Start SOURCE PASSAGE
As a result, Churchill used every device and strategem known to the age-old ruling class of Britain to prevent the war from ending with Russian hegemony replacing German. He sought to block every “second front” move in Western Europe and push to the fore his pet alternative of the “soft under-belly” of Europe, specifically an invasion through the Balkans. All the wisdom of British statecraft proved unavailing in the end. The relationship of forces resolved it against British interests. But the two-year struggle of Churchill to save the British position in Europe makes an instructive chapter in the history of world power-politics.

It is not yet clear just what Litvinov was told at the White House. Reports have it that he received a blanket promise of a “second front” invasion of Europe in 1942 from Roosevelt, with Churchill making modifications and conditions. Thus began what the Russians have since referred to as the “January promise,” for Litvinov reported to Moscow that the stage was set for the 1942 invasion of Western Europe.
End SOURCE PASSAGE
■ STATED TASK 1 ■
Lay out the lines of the entries as a JSON list of strings, one string per line and no blank lines, starting at the line containing "Would you be able to mark the shadow" and ending at the line containing "Would you be able to mark the truck front".
The entries below this passage on Churchill and the second front have no connection to it.
Start DATA EXCERPTS
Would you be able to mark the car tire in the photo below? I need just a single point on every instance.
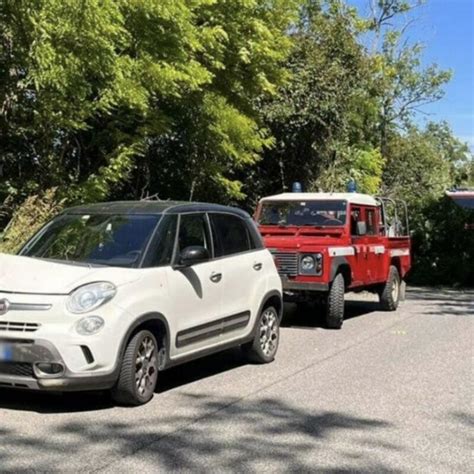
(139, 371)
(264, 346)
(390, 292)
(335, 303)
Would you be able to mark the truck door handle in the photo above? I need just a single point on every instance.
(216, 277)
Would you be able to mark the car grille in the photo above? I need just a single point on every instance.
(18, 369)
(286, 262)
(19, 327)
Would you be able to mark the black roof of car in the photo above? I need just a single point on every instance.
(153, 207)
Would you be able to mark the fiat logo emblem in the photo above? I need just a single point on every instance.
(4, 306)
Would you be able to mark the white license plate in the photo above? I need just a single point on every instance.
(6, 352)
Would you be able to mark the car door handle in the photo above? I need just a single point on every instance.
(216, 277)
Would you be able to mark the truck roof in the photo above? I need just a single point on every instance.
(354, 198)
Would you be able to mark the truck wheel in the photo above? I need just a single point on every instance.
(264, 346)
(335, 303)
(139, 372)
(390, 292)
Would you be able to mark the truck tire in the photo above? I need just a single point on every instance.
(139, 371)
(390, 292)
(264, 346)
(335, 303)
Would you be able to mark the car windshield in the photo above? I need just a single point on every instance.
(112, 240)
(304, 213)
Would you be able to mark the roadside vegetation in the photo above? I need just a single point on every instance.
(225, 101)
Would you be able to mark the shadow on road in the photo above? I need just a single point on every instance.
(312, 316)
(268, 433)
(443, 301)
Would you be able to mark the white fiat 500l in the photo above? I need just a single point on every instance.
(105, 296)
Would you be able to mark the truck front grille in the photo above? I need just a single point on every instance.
End DATA EXCERPTS
Start DATA EXCERPTS
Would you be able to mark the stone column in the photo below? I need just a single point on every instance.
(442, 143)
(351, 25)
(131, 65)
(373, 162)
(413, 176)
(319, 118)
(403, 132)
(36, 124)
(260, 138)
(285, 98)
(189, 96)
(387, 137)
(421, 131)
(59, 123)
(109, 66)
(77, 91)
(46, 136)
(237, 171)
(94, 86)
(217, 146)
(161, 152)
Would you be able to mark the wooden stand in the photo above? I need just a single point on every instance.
End DATA EXCERPTS
■ STATED TASK 2 ■
Output the passage on Churchill and the second front verbatim, starting at "It is not yet" and ending at "of Western Europe.".

■ RESPONSE 1 ■
[
  "Would you be able to mark the shadow on road in the photo above? I need just a single point on every instance.",
  "(312, 316)",
  "(268, 433)",
  "(443, 301)",
  "Would you be able to mark the white fiat 500l in the photo above? I need just a single point on every instance.",
  "(105, 296)",
  "Would you be able to mark the truck front grille in the photo above? I need just a single point on every instance."
]

■ RESPONSE 2 ■
It is not yet clear just what Litvinov was told at the White House. Reports have it that he received a blanket promise of a “second front” invasion of Europe in 1942 from Roosevelt, with Churchill making modifications and conditions. Thus began what the Russians have since referred to as the “January promise,” for Litvinov reported to Moscow that the stage was set for the 1942 invasion of Western Europe.